**Task instructions**
Copy all of the data below word for word, omitting the pictures.

#####

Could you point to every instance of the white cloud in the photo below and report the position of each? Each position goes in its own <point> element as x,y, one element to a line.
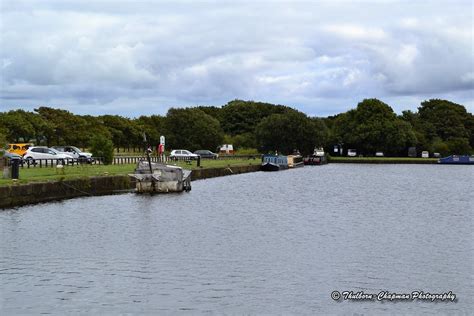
<point>319,56</point>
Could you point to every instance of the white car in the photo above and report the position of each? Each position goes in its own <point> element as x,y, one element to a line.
<point>74,152</point>
<point>183,154</point>
<point>351,152</point>
<point>35,153</point>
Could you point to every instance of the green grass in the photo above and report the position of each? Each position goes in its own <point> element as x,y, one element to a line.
<point>70,172</point>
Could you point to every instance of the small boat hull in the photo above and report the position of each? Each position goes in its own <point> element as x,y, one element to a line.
<point>315,160</point>
<point>295,161</point>
<point>274,163</point>
<point>457,160</point>
<point>269,166</point>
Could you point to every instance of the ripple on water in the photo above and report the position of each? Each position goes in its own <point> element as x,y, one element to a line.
<point>252,243</point>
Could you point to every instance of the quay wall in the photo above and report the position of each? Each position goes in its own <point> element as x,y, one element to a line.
<point>38,192</point>
<point>419,161</point>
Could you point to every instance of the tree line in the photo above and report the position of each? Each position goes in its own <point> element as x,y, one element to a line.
<point>438,126</point>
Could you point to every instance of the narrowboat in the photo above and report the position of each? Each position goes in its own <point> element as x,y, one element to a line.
<point>295,161</point>
<point>317,158</point>
<point>457,160</point>
<point>274,163</point>
<point>160,178</point>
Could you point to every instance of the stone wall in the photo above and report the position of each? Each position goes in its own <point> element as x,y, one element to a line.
<point>37,192</point>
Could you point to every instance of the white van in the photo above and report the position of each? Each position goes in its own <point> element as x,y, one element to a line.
<point>226,149</point>
<point>351,152</point>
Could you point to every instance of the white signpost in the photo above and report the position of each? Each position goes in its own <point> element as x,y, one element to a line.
<point>162,147</point>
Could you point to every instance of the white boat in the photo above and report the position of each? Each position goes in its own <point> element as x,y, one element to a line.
<point>160,178</point>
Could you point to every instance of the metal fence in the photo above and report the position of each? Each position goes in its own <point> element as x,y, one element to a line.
<point>45,163</point>
<point>121,160</point>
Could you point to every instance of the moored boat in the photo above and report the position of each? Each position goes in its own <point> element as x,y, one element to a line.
<point>274,163</point>
<point>457,160</point>
<point>295,161</point>
<point>317,158</point>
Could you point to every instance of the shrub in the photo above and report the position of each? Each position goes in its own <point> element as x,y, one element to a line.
<point>102,147</point>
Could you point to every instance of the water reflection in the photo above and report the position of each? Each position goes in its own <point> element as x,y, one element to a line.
<point>253,243</point>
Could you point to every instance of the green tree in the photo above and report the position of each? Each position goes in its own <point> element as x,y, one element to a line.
<point>287,132</point>
<point>447,121</point>
<point>18,125</point>
<point>373,126</point>
<point>125,132</point>
<point>102,146</point>
<point>192,129</point>
<point>239,117</point>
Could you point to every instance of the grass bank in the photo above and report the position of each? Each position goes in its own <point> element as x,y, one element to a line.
<point>383,160</point>
<point>37,174</point>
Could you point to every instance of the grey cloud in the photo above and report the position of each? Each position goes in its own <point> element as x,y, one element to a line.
<point>322,57</point>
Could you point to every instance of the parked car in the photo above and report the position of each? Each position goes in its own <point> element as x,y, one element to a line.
<point>226,149</point>
<point>351,152</point>
<point>9,155</point>
<point>182,154</point>
<point>75,152</point>
<point>34,153</point>
<point>206,154</point>
<point>19,149</point>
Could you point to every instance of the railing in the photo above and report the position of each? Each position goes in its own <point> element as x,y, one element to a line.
<point>121,160</point>
<point>244,157</point>
<point>40,163</point>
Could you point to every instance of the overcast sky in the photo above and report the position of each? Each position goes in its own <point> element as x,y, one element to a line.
<point>321,57</point>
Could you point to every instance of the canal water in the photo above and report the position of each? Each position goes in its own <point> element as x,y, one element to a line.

#####

**Response for this exercise**
Could you point to every instance of the white cloud in the photo below and report the position of each? Each position goes in its own <point> element as x,y, one element to a line.
<point>319,56</point>
Could you point to every instance of the white car in the photo above and report the position of each? Each position goes in its own <point> element as x,y, one element to a line.
<point>74,152</point>
<point>183,154</point>
<point>351,152</point>
<point>35,153</point>
Could you point to every instance of the green grass in the photo above and report the position of each? Each position goes in its own <point> element as x,y, one element to a line.
<point>70,172</point>
Could you point to every instance of the small boat hull in the photo above and report the position of each? Each position goes in its own <point> element as x,y, one element to a line.
<point>315,160</point>
<point>295,161</point>
<point>274,163</point>
<point>457,160</point>
<point>269,166</point>
Could you point to every instance of the ripple on water in the photo above and report the position of each? Each position goes in its own <point> element as x,y, one element to a line.
<point>252,243</point>
Could you point to every instance of the quay wall in the photo above and report the position of each? Each position goes in its own <point> element as x,y, one element to a line.
<point>38,192</point>
<point>419,161</point>
Could you point to every instance of the tree line in the photo above and report the position of each? Each position goes in its own <point> element as x,y, one element to a line.
<point>438,126</point>
Could you point to every instance of the narrowboat in the photo above and report the position of each? Each position goes in its own <point> element as x,y, one element to a line.
<point>295,161</point>
<point>317,158</point>
<point>457,160</point>
<point>274,163</point>
<point>160,178</point>
Could you point to every instance of the stone wall in the photo above and report the position of each? Each position goes in its own <point> element as x,y, one element to a line.
<point>37,192</point>
Could you point to every instance of the white van in the photo above and report the position of each? Each position goes in its own <point> element as x,y, one element to a line.
<point>226,149</point>
<point>351,152</point>
Could you point to every instance of the white signpost in the photo above and report the position of each? Each position goes in its own <point> element as x,y, one element to a line.
<point>162,147</point>
Could you point to every instance of the white boat in the photo above and report the position of each? Each position goes in its own <point> element as x,y, one element to a line.
<point>160,178</point>
Could you point to every instance of the metal fence in the photo above and report the position of each? Each position goes in its own <point> element as x,y, one element to a line.
<point>45,163</point>
<point>121,160</point>
Could you point to every instance of the moored boat in the photo above and report the position of each? Each position goes in its own <point> element as x,y, one element to a line.
<point>274,163</point>
<point>457,160</point>
<point>295,161</point>
<point>317,158</point>
Could you point to every instance of the shrub in the photo above and report the position of each? Each position goes in its own <point> element as x,y, one element to a line.
<point>102,147</point>
Could you point to every instance of the water reflection in the photo above and report the position of each? Each position goes in its own <point> element as x,y, one element to a line.
<point>253,243</point>
Could you point to every instance of the green tree in the photo above and report the position of each? Each position goes in its own <point> element as x,y, one element to a line.
<point>287,132</point>
<point>447,121</point>
<point>18,125</point>
<point>373,126</point>
<point>125,132</point>
<point>102,146</point>
<point>192,129</point>
<point>239,117</point>
Could you point to every instance of the grass bank in the photo above and report the position of each? Each position goes in its own <point> element as x,y, one element to a line.
<point>383,160</point>
<point>37,174</point>
Could you point to every instance of the grey cloud in the photo above and report the position of each? Each position goes in its own <point> element as x,y, one element to a line.
<point>322,57</point>
Could you point to every instance of the parked car in the photo above and report the position of each? Each position goes in its own <point> element as x,y, one element to a line.
<point>226,149</point>
<point>351,152</point>
<point>9,155</point>
<point>182,154</point>
<point>75,152</point>
<point>34,153</point>
<point>206,154</point>
<point>19,149</point>
Could you point to every instance of the railing in the photo above and report the position of each? Each position goes in its own <point> element as x,y, one element to a line.
<point>121,160</point>
<point>244,157</point>
<point>40,163</point>
Could you point to every instance of the overcast sky in the photo above and report the position of each? Each position goes in its own <point> element as x,y, one element to a line.
<point>321,57</point>
Could you point to every instance of the canal water in the photo above and report the position of each? Each position goes in its own <point> element as x,y, one element to a line.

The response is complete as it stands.